■ PROVIDED INFORMATION ■
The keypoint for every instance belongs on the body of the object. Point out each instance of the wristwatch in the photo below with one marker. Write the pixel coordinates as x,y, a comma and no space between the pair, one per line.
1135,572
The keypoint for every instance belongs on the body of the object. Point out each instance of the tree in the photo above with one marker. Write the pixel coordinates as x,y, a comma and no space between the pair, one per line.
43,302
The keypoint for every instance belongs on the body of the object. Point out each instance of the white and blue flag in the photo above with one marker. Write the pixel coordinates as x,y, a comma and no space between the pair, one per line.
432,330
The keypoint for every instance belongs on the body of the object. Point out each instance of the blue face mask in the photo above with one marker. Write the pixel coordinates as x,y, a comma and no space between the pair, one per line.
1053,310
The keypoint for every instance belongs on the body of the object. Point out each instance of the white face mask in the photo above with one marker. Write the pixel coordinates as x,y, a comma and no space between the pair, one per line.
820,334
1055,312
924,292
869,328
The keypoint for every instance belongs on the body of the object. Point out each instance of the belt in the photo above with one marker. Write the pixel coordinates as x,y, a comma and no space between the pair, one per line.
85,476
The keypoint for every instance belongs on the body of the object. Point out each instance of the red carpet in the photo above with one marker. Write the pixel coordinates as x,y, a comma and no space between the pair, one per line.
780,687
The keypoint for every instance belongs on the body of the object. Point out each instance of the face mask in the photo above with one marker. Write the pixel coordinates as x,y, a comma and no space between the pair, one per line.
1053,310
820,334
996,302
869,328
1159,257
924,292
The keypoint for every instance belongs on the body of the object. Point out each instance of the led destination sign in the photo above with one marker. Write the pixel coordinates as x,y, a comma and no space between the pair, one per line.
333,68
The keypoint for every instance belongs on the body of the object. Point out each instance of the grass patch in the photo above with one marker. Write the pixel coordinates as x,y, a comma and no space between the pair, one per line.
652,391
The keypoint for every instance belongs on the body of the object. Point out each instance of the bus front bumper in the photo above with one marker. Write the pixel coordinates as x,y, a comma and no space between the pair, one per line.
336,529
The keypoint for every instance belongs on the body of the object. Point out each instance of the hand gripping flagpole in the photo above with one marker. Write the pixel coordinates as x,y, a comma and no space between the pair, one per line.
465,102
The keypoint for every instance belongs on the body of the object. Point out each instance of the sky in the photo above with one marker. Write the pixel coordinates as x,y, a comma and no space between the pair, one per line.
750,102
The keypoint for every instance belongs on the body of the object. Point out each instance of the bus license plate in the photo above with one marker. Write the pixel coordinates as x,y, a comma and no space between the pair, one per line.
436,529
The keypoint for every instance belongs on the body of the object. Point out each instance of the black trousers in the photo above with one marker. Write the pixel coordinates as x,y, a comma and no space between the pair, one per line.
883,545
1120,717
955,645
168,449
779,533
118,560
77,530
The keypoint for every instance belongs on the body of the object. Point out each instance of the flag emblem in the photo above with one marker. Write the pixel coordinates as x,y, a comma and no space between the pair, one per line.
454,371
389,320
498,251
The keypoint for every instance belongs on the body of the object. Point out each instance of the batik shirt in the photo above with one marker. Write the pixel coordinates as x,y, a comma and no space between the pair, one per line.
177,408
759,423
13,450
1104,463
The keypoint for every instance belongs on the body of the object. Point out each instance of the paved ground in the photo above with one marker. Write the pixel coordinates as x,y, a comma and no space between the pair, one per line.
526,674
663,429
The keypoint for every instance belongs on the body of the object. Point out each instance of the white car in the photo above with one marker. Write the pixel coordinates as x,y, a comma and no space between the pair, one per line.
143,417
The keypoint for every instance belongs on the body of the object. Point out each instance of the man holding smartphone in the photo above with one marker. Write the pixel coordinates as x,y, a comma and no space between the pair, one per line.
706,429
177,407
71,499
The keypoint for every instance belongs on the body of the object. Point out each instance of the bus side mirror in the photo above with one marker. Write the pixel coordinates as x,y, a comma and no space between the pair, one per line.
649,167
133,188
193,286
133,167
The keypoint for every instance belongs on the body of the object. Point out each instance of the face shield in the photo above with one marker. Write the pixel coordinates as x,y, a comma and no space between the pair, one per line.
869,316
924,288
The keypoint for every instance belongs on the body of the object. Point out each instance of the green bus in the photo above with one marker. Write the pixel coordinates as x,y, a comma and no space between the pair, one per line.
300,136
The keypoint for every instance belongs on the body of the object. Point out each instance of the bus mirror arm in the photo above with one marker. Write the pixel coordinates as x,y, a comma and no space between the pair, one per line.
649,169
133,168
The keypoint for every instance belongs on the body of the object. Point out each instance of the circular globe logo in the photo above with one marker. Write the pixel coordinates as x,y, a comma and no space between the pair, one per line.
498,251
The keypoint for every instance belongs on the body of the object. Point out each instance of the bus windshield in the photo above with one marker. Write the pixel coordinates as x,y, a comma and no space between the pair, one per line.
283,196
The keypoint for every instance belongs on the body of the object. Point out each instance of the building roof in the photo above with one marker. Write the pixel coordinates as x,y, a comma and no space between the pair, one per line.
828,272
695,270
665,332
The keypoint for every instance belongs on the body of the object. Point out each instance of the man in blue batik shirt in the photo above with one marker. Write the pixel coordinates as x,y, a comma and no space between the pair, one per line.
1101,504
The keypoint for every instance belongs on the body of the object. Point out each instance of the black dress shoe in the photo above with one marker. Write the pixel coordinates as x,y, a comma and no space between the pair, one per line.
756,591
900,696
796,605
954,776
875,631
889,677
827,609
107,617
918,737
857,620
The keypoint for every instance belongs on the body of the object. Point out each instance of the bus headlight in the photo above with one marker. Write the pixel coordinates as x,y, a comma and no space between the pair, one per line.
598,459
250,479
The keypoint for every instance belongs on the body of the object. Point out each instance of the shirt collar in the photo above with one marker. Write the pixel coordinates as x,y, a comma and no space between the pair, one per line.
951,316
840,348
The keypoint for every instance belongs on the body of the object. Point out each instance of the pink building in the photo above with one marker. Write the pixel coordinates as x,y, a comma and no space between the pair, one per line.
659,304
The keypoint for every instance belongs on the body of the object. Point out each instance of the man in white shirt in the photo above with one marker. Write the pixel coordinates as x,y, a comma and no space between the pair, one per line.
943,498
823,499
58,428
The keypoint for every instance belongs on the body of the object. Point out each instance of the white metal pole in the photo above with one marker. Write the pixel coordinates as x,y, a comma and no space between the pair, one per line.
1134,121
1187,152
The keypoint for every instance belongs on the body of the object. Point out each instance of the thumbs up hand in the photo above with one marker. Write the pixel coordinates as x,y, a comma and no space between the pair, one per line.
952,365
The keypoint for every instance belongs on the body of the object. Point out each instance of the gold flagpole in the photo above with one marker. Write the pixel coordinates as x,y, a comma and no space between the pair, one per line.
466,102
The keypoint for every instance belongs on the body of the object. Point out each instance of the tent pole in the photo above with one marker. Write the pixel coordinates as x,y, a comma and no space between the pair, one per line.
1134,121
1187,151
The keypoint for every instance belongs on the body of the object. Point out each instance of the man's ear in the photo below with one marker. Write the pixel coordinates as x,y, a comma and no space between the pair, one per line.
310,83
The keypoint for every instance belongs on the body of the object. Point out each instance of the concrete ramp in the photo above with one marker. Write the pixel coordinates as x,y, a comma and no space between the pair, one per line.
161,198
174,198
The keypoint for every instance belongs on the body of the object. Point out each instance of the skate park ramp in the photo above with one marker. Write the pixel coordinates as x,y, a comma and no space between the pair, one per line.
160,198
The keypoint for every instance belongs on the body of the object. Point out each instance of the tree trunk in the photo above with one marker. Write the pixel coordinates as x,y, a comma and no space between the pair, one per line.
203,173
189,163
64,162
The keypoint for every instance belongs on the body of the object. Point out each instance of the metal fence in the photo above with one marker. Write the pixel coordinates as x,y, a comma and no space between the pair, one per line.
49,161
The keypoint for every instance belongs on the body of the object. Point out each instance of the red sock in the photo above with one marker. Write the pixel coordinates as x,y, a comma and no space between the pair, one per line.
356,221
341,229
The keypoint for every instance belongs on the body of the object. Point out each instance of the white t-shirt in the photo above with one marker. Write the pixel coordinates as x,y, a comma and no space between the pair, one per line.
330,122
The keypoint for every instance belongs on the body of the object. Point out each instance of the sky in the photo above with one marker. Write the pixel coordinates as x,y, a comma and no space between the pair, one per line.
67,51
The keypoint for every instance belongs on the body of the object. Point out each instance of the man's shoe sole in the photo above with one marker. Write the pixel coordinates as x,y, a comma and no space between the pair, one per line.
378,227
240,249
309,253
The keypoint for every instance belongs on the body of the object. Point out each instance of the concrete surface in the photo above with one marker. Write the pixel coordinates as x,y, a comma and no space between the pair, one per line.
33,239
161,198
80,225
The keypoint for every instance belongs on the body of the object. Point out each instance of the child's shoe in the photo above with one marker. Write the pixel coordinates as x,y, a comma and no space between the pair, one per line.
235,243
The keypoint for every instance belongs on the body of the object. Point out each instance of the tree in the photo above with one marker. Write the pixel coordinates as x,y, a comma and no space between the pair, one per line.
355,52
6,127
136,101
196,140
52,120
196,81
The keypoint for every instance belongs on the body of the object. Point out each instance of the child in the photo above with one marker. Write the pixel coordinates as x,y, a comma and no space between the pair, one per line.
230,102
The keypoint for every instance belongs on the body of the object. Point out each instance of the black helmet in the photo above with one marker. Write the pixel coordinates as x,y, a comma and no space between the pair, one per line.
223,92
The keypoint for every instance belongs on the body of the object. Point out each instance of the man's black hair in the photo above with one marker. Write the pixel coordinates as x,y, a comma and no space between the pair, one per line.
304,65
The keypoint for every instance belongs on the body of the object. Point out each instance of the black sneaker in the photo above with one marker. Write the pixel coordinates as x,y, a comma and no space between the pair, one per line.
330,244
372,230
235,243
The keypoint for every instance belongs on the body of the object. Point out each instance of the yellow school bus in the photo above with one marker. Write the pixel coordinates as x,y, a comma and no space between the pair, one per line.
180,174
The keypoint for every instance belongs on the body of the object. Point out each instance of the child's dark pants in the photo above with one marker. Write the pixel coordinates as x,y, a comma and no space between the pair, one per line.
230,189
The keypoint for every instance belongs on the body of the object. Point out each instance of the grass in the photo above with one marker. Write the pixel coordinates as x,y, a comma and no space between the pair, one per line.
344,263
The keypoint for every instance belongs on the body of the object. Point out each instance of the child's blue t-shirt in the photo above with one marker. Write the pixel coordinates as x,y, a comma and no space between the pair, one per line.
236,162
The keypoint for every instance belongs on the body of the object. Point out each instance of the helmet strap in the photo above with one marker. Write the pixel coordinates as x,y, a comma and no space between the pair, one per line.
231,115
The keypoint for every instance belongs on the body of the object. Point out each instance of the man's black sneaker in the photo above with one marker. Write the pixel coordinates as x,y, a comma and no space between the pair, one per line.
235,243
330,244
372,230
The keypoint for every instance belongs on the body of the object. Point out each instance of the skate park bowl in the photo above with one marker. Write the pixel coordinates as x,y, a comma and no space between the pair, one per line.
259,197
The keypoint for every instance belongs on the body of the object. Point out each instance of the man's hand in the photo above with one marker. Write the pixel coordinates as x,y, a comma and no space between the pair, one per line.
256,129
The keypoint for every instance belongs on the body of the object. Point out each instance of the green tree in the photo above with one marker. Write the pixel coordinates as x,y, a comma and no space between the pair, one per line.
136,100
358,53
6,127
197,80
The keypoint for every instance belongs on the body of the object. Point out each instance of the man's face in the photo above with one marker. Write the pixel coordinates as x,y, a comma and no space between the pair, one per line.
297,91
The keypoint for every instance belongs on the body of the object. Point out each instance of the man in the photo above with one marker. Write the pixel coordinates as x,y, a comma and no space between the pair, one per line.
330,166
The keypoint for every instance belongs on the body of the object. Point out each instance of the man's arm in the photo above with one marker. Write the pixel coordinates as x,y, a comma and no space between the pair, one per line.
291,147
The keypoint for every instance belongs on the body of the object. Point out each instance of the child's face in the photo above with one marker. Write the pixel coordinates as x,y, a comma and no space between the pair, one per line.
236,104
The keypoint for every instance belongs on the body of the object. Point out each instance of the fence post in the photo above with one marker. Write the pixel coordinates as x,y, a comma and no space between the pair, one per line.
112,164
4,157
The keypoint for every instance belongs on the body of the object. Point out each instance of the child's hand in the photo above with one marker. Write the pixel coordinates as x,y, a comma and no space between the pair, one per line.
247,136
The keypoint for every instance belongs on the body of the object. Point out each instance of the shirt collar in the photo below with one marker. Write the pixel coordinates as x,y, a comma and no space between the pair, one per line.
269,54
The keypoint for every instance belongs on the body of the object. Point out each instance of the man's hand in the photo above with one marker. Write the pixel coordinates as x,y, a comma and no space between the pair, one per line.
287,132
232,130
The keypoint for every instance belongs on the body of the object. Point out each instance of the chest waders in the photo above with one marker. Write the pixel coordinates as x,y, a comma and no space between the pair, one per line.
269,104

■ EXERCISE GOAL ■
Using the material above, extract the line that contains "the child's face" and every line after it, exactly as given; stop at the last line.

■ EXERCISE RESPONSE ■
The keypoint for every instance belongs on the body of the object. Point out each instance of the child's face in the photo above with one marker. Write the pixel coordinates as x,y, a comma and no space between the pair, one per line.
236,104
The keypoint for every instance belongs on the body of the object. Point out each instance of the fence post in the photo above with one marker. Write the pixel coordinates as x,y, a comma and no space between the pair, one per line.
112,164
4,157
The keypoint for every instance belongs on the body of the object. Point out each instance of the child's hand in the photo above with one marker. Write the pixel coordinates as x,y, a comma and no space between the pair, one per line.
247,136
The keypoint for every instance belongs on the body of the object. Point out each instance of the shirt collar in the photo below with one marker. Write the pixel coordinates as x,y, a comma and no space between the pair, one per line.
269,54
The keypoint for every instance belongs on the body of the object. Point out each instance of the man's hand in the photo above with one marker. Write the pixel coordinates as x,y, a comma and no space between the pair, one per line.
287,132
232,130
The keypoint for every instance belongs on the body of the object. Point out each instance of the chest waders in the photo above with one marker. Write the pixel coordinates as x,y, a comma and no space between the pair, one per line.
269,104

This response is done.